_GIVEN PROBLEM_:
Copy the stretch of the commit diff from "if is_hip() and" through "device = torch.cuda.current_device()", changing "bug" to "defect".

_PROVIDED TEXT_:
Generalize unit tests for different backends (#5576)

whitneywhtsang · web-flow · commit 2efb067bfc0f · 2025-01-11T00:41:14.000Z
Generalize unit tests for different backends, for example not hard
coding `device` with `cuda`.

---------

Signed-off-by: Whitney Tsang &lt;whitney.tsang@intel.com&gt;
diff --git a/python/test/regression/test_cast_matmul.py b/python/test/regression/test_cast_matmul.py
@@ -85,12 +85,11 @@ def matmul_kernel(A, B, C, M, N, K,  #
                           for w in input_dtypes
                           for x in input_dtypes  #
                           for o in out_dtypes])
-def test_cast_matmul(M, K, N, BLOCK_K, BLOCK_M, w_dtype, x_dtype, out_dtype):
+def test_cast_matmul(M, K, N, BLOCK_K, BLOCK_M, w_dtype, x_dtype, out_dtype, device):
     if x_dtype == w_dtype:
         pytest.skip("skip the same input dtype")
     if is_hip() and BLOCK_M == 64 and w_dtype in ["float8_e5m2", "float8_e4m3fnuz"]:
         pytest.skip("skip due to bug on HIP path")
-    device = torch.cuda.current_device()
     x_dtype: torch.dtype = getattr(torch, x_dtype)
     w_dtype: torch.dtype = getattr(torch, w_dtype)
 
diff --git a/python/test/unit/language/test_conversions.py b/python/test/unit/language/test_conversions.py
@@ -333,7 +333,7 @@ def test_typeconvert_downcast(src_dtype, dst_dtype, rounding, max_repr, device):
     if src_dtype != 'float32' and is_cuda() and torch.cuda.get_device_capability(0) < (9, 0):
         pytest.skip("non-float32 downcast tests only supported on NVGPU with compute capability 9.0+")
 
-    if dst_dtype in ('float8e5', 'float8e4nv') and rounding == 'rtne' and (is_hip() or torch.cuda.get_device_capability(0) < (9, 0)):
+    if dst_dtype in ('float8e5', 'float8e4nv') and rounding == 'rtne' and (is_hip() or torch.cuda.is_available() and torch.cuda.get_device_capability(0) < (9, 0)):
         pytest.skip(f"{dst_dtype} downcast with RTNE rounding tests only supported on NVGPU with compute capability 9.0+")

[Boundary annotation records]
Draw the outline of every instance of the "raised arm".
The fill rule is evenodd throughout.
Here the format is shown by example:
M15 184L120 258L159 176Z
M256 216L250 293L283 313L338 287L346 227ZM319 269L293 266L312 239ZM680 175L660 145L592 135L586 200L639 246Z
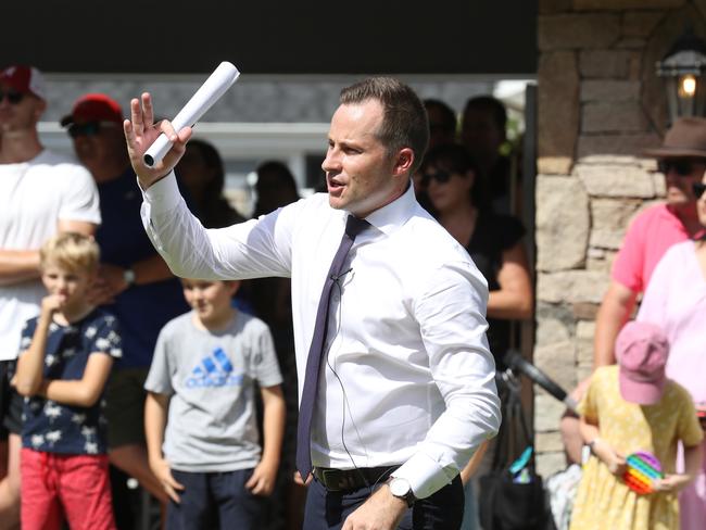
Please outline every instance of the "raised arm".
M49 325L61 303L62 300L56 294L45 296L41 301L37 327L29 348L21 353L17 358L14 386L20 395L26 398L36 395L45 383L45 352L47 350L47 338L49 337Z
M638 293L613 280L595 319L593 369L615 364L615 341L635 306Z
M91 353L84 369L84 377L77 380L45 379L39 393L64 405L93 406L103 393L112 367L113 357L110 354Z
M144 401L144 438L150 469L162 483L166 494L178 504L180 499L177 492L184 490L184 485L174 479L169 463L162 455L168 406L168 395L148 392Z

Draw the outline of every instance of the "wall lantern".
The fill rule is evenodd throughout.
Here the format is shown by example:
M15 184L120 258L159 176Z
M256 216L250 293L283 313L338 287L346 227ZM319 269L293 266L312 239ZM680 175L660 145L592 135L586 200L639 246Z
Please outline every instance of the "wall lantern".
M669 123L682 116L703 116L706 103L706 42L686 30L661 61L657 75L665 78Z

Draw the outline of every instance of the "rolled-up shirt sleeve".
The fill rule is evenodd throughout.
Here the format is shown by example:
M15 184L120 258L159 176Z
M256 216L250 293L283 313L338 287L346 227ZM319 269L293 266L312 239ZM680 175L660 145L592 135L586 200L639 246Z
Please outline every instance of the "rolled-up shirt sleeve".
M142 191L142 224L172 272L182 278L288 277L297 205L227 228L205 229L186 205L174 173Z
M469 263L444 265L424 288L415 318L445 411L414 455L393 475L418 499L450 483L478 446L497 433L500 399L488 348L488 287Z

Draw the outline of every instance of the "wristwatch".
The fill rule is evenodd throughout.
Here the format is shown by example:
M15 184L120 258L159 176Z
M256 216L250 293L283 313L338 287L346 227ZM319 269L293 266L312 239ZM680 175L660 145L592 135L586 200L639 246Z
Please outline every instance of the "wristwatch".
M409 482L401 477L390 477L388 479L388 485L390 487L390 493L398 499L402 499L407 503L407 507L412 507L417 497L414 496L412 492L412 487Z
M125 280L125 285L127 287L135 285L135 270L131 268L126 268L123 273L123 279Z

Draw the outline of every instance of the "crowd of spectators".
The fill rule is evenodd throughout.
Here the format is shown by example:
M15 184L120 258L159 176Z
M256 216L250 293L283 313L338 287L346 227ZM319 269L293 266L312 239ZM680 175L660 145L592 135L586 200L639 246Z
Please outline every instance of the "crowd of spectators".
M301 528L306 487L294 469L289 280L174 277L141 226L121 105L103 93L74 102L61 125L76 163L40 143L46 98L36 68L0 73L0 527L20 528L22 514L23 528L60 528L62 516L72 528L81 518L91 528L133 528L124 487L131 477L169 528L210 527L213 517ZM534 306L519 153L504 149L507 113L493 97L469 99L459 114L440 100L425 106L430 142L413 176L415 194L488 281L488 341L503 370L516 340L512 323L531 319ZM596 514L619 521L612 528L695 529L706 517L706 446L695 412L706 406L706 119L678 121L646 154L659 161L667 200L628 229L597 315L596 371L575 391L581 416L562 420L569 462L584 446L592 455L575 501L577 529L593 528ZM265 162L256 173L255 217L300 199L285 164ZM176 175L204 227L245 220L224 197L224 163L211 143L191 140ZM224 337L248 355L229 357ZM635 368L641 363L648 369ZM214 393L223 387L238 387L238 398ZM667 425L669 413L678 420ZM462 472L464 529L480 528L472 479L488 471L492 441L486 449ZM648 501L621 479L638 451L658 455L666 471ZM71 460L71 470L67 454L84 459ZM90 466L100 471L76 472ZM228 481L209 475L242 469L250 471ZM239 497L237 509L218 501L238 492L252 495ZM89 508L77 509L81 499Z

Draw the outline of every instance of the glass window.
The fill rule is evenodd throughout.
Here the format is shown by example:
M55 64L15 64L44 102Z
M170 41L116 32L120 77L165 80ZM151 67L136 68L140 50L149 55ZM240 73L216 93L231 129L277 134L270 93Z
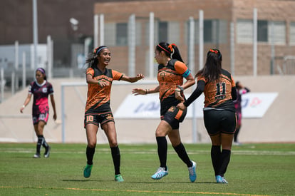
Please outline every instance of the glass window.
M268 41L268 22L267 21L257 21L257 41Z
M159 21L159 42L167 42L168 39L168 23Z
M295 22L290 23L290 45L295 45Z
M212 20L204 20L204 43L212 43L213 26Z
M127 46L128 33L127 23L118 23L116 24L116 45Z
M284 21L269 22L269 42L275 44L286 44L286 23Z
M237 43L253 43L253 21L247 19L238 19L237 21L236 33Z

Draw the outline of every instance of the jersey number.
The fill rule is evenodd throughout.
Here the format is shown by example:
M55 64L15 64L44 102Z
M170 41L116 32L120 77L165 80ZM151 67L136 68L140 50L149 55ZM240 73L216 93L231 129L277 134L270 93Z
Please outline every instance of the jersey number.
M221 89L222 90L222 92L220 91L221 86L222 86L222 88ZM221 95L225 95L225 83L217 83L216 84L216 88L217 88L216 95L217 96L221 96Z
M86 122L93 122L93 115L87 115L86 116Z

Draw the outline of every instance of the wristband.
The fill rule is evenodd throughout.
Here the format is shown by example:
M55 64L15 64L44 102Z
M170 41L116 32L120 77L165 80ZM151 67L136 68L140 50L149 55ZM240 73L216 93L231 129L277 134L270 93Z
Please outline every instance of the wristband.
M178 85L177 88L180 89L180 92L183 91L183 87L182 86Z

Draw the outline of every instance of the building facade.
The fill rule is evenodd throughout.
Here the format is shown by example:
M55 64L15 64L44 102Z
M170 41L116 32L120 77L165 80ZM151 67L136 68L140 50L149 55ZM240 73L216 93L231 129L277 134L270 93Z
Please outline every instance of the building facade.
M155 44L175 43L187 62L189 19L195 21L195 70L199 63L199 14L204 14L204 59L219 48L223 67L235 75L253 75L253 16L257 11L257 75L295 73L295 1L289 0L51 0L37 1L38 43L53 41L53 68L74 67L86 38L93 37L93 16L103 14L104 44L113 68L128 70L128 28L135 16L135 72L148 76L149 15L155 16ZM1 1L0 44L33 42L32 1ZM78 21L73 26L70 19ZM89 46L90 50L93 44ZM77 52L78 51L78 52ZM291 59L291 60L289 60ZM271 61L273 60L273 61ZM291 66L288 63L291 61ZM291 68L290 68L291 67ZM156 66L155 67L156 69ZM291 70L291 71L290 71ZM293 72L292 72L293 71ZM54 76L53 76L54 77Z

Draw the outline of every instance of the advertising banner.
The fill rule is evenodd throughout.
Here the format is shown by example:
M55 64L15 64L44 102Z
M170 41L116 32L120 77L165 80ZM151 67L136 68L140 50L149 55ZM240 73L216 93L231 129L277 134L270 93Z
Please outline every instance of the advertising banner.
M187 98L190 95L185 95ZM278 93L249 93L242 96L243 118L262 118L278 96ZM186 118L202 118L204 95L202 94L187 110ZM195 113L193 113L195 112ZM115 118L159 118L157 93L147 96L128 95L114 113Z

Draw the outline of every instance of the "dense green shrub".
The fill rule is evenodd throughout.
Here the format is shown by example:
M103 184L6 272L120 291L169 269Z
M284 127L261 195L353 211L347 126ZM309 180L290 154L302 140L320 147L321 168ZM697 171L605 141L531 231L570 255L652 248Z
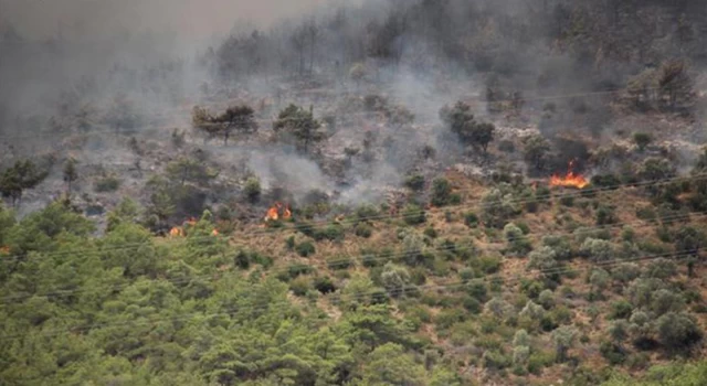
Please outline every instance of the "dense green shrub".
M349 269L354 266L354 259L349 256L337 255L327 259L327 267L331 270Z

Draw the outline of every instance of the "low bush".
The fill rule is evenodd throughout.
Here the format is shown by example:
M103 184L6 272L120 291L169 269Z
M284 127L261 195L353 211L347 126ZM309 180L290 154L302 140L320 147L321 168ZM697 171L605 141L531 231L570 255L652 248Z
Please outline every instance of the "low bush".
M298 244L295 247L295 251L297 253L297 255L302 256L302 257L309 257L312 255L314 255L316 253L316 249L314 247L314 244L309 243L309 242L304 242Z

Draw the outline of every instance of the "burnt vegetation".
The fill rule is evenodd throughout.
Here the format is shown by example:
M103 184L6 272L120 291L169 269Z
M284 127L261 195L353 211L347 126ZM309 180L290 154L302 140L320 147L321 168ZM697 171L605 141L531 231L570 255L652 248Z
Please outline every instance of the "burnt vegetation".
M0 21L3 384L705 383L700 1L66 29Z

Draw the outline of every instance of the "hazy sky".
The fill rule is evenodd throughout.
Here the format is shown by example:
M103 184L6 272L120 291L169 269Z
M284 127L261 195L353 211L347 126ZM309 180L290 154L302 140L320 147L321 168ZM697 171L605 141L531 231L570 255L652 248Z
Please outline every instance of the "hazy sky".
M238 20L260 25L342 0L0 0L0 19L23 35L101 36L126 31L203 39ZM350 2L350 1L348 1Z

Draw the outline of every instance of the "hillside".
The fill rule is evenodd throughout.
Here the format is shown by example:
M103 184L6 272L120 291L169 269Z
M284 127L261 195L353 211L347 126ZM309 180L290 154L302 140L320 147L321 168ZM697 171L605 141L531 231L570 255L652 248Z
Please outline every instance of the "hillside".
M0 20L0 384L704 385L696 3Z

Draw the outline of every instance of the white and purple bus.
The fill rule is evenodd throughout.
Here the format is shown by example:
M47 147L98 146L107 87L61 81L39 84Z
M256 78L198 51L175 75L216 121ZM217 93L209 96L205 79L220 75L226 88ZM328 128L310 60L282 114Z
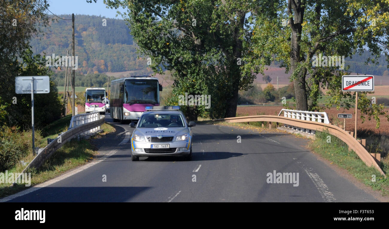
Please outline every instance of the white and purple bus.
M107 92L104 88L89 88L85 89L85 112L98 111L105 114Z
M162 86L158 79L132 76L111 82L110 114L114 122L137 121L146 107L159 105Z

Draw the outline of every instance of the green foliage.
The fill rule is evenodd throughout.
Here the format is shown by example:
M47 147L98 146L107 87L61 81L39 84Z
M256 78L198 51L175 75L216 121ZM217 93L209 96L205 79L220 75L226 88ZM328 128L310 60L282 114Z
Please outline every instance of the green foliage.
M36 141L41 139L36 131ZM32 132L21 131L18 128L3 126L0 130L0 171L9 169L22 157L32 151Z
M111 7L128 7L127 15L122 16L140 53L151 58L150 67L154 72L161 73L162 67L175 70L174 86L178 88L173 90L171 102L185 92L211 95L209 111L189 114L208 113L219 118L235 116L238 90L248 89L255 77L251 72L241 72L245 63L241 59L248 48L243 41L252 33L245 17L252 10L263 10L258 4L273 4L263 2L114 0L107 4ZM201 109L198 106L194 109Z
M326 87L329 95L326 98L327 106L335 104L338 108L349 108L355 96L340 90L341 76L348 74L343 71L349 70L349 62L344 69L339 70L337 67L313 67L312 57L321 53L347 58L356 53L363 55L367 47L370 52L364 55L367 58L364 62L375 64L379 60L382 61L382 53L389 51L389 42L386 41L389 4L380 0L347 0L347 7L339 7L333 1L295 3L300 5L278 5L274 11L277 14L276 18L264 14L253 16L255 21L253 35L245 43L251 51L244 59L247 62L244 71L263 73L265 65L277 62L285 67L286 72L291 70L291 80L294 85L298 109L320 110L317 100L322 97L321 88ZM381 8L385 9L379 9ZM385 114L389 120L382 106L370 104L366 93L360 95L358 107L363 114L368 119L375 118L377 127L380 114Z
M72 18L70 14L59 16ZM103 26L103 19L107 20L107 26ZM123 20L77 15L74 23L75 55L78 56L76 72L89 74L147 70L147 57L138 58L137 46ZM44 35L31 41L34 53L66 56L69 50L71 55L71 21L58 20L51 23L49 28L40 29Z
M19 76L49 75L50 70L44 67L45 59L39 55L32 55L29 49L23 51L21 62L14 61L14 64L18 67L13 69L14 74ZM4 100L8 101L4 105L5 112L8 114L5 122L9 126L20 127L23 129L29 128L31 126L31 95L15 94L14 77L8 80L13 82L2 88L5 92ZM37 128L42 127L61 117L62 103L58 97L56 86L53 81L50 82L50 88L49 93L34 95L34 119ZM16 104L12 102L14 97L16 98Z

_TASK ANSWER_:
if is_hip() and BLOCK_M == 64 and w_dtype in ["float8_e5m2", "float8_e4m3fnuz"]:
         pytest.skip("skip due to defect on HIP path")
-    device = torch.cuda.current_device()